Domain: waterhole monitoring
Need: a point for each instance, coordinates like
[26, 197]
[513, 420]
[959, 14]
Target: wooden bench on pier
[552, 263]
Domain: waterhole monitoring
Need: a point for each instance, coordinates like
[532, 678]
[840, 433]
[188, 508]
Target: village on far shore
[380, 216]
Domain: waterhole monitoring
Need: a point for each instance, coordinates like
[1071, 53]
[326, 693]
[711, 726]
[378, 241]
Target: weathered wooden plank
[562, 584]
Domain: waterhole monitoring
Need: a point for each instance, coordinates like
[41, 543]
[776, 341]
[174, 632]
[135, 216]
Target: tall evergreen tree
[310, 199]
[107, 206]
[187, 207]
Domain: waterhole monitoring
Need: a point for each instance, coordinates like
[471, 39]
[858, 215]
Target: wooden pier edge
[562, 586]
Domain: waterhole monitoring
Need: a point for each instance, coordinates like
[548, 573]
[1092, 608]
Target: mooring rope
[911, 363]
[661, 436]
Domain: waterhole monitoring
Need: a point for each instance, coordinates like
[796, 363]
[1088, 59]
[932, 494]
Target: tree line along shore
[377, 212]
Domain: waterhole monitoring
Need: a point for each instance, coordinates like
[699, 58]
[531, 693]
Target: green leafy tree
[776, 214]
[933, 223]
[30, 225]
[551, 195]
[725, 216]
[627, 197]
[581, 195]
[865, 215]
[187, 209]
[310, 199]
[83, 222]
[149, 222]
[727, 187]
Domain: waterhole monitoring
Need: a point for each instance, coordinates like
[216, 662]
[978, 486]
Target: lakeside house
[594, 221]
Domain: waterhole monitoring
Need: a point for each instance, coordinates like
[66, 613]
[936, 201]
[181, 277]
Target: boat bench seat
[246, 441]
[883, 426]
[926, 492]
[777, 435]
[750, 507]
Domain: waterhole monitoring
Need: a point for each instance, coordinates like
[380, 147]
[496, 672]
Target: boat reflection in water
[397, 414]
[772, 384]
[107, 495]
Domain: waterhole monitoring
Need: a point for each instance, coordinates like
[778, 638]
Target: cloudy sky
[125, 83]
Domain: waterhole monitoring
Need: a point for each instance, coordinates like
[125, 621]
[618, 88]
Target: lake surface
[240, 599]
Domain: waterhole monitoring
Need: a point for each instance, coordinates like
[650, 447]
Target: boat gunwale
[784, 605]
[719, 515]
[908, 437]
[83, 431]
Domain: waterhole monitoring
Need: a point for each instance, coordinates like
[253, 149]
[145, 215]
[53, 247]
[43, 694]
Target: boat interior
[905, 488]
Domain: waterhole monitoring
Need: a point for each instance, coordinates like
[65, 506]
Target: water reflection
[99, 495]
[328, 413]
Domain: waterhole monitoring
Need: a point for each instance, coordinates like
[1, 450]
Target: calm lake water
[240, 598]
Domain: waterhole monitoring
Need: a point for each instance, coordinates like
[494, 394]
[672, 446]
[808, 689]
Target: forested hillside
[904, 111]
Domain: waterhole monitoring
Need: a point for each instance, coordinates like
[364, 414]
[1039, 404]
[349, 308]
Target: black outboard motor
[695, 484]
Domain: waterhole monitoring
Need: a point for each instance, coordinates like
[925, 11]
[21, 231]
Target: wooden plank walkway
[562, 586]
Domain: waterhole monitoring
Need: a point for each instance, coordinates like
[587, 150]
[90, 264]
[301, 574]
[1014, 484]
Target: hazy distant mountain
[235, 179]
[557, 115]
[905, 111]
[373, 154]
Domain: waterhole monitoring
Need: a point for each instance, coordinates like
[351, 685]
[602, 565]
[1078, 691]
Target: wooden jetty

* _Problem to solve_:
Give each line of the records above again, unchanged.

* _Solved exercise_:
Domain: waterhole monitoring
Need: a point for each instance, coordinates like
[26, 197]
[513, 420]
[959, 14]
Target: wooden bench on pier
[552, 263]
Domain: waterhole monitoring
Need: a point for each instance, coordinates like
[532, 678]
[840, 433]
[188, 508]
Target: village on far shore
[380, 216]
Domain: waterhole monitoring
Need: a point for each instance, coordinates like
[1071, 53]
[326, 693]
[711, 726]
[378, 241]
Target: weathered wooden plank
[562, 584]
Domain: waterhole monitoring
Need: a point for each instance, coordinates like
[41, 543]
[776, 341]
[174, 632]
[135, 216]
Target: tall evergreen tree
[310, 199]
[107, 206]
[187, 207]
Domain: waterhole monitoring
Need: a point for each instance, coordinates like
[471, 39]
[858, 215]
Target: wooden pier edge
[562, 586]
Domain: waterhole monitoring
Need: a point for each instance, coordinates like
[548, 573]
[1092, 608]
Target: mooring rope
[911, 363]
[661, 436]
Domain: waterhole monitoring
Need: a point for each instance, coordinates like
[796, 363]
[1088, 59]
[932, 494]
Target: tree line along shore
[377, 212]
Domain: waterhole monitoring
Need: a point for each instance, coordinates like
[699, 58]
[531, 693]
Target: green leafy tree
[776, 214]
[933, 223]
[30, 225]
[551, 195]
[725, 216]
[627, 197]
[581, 195]
[865, 215]
[187, 209]
[310, 199]
[83, 222]
[149, 222]
[727, 187]
Domain: waterhole monitoring
Need: a point for each instance, coordinates like
[216, 662]
[978, 486]
Target: lakeside house
[594, 221]
Domain: waterhole monitoring
Need: a point for each instance, coordinates like
[66, 613]
[936, 201]
[181, 277]
Target: boat bench seat
[246, 441]
[883, 426]
[926, 492]
[777, 435]
[750, 507]
Domain: waterhole monitoring
Need: a point for each instance, coordinates like
[380, 147]
[496, 672]
Target: boat reflection in water
[397, 414]
[772, 384]
[107, 495]
Domain: waterhole monitoring
Need: a point for each instance, coordinates like
[778, 638]
Target: cloudy sky
[125, 83]
Domain: waterhole monitoring
Need: a point for each instance, coordinates like
[125, 621]
[618, 88]
Target: lake surface
[240, 599]
Domain: waterhole monitoring
Need: a point for each instance, coordinates like
[650, 447]
Target: boat gunwale
[784, 605]
[719, 515]
[908, 437]
[83, 431]
Domain: waterhole monitoring
Need: a point for each instance, coordinates like
[253, 149]
[145, 215]
[53, 247]
[43, 694]
Target: boat interior
[905, 488]
Domain: waterhole monitoring
Need: a point for each instance, coordinates like
[65, 506]
Target: water reflection
[99, 495]
[328, 413]
Domain: waterhole monitoring
Need: a point for each instance, coordinates like
[1, 450]
Target: calm lake water
[240, 598]
Domain: waterhole monitoring
Need: a point for each instance, coordinates like
[494, 394]
[672, 446]
[808, 689]
Target: forested hillside
[904, 111]
Domain: waterhole monitoring
Need: a point for each instance, coordinates like
[364, 414]
[1039, 404]
[349, 308]
Target: black outboard motor
[695, 484]
Domain: waterhole monitoring
Need: a point for each instance, coordinates like
[925, 11]
[21, 231]
Target: wooden plank walkway
[562, 586]
Domain: waterhole monitoring
Need: a point for each instance, coordinates like
[587, 150]
[90, 264]
[301, 574]
[1014, 484]
Target: hazy distant mountain
[235, 179]
[557, 115]
[905, 111]
[373, 154]
Domain: waterhole monitoring
Need: a point for each instance, coordinates like
[351, 685]
[602, 565]
[1078, 691]
Target: wooden jetty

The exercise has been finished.